• [What this task involves]
Please pick out every line of the data below that contains the word "monument", and copy each of those lines.

====== Stored rows

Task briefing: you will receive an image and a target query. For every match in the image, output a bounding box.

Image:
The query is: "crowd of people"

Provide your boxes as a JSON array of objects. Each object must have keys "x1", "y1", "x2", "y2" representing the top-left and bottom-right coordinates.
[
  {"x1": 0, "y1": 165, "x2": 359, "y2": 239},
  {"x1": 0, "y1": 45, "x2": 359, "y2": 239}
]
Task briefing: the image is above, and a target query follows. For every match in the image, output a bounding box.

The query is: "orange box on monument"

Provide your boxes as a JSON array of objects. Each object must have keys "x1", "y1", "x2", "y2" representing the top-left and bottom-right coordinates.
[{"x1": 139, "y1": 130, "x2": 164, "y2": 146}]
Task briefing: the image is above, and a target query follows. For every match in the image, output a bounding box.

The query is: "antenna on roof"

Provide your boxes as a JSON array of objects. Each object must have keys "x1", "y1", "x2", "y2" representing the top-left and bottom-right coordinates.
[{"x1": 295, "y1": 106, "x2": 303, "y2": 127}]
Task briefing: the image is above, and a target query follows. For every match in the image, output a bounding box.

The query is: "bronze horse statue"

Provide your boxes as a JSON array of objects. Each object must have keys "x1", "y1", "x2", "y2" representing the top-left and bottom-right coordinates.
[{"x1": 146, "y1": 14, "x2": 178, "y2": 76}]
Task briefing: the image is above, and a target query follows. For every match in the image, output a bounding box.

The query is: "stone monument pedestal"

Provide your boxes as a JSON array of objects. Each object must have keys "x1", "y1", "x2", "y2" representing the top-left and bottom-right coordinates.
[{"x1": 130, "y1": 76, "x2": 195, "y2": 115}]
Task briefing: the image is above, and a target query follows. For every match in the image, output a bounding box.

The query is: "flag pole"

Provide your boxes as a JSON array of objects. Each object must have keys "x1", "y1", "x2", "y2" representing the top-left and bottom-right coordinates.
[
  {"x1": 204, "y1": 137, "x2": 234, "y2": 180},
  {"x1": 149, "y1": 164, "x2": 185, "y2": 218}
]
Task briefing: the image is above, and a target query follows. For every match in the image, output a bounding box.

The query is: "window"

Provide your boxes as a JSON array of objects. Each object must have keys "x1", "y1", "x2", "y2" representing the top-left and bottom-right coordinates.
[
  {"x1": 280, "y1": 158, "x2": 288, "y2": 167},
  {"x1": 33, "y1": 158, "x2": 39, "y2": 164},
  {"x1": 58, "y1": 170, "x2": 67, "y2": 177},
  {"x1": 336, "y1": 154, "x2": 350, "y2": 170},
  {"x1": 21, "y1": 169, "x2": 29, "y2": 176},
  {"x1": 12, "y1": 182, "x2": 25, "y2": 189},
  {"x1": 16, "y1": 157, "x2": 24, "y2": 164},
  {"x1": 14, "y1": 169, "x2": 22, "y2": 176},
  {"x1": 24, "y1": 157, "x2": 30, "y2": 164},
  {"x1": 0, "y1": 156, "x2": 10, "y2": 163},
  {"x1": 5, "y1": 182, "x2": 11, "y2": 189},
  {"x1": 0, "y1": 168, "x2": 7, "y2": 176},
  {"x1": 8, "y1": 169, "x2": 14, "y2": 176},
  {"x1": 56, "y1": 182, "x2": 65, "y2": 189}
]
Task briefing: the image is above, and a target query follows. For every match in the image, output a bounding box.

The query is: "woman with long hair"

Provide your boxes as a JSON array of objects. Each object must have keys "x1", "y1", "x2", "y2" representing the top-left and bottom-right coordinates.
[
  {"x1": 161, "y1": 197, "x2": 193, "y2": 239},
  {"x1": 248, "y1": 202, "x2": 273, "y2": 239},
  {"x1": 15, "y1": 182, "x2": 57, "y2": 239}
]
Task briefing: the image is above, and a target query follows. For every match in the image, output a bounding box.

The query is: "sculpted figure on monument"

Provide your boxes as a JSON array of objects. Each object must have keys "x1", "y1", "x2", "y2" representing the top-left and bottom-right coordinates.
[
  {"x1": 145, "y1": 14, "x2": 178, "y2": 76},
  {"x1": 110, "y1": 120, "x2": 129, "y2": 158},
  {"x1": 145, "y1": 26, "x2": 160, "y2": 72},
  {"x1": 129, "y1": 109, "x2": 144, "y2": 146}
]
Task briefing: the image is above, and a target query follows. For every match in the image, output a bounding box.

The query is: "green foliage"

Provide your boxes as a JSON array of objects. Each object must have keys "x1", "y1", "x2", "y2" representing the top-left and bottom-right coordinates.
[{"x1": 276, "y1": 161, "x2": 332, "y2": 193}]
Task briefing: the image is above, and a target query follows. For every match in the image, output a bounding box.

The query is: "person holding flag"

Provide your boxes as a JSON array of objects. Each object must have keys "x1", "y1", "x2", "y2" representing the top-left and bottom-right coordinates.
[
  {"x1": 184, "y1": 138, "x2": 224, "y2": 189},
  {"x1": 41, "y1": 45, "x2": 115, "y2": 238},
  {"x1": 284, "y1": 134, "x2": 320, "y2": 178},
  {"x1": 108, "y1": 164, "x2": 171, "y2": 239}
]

============

• [The completed task]
The query is: "orange box on monument"
The query is: "stone monument pedestal"
The query is: "sculpted figure on monument"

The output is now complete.